# Given entries start

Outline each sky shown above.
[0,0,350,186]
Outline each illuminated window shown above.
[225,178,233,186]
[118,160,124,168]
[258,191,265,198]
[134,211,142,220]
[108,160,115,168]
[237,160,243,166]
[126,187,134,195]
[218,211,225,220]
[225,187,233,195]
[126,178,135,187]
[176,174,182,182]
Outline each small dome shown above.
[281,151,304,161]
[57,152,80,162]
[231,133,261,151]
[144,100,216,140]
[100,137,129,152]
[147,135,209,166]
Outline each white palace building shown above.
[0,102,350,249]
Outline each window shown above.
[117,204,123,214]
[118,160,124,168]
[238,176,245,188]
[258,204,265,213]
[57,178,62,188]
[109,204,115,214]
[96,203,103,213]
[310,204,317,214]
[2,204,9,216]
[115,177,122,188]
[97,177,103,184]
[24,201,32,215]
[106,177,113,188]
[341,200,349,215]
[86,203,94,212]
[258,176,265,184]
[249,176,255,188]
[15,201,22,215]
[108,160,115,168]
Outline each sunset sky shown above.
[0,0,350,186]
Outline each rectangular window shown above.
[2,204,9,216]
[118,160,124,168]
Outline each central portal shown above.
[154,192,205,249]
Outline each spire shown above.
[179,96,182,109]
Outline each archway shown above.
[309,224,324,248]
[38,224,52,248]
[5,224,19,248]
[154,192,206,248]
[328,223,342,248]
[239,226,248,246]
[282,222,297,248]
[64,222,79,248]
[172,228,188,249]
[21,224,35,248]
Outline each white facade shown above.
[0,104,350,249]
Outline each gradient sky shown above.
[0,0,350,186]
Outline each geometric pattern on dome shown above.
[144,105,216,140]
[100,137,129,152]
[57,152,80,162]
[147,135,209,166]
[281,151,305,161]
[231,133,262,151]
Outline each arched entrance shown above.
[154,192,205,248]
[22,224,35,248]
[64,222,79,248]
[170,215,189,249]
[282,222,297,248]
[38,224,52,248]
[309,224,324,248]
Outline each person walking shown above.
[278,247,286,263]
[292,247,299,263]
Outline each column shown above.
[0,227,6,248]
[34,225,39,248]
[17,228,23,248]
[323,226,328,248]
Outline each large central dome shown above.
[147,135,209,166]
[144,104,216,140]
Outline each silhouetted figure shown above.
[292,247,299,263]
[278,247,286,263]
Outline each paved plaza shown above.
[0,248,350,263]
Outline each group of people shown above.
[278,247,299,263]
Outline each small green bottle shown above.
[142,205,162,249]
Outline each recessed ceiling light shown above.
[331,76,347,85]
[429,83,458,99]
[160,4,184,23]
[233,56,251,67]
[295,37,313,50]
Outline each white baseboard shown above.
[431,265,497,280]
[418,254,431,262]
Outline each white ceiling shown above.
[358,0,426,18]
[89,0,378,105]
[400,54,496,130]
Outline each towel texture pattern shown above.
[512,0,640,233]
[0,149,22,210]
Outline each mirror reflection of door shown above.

# Given entries end

▶ [Required work]
Reproduce word for word every line of the items from the one containing "Outline each recessed" through the end, including both of those lines.

▶ [Answer for this exercise]
Outline each recessed ceiling light shown above.
[331,76,347,85]
[429,83,458,99]
[160,4,184,23]
[233,56,251,67]
[295,37,313,50]
Outline each white baseboard shown above.
[431,265,497,280]
[418,254,431,262]
Outline each white ceiling shown above.
[358,0,426,18]
[89,0,378,105]
[400,54,496,130]
Outline each towel texture pattern shown above.
[512,0,640,233]
[0,149,22,210]
Outline each mirror reflection of door shown above.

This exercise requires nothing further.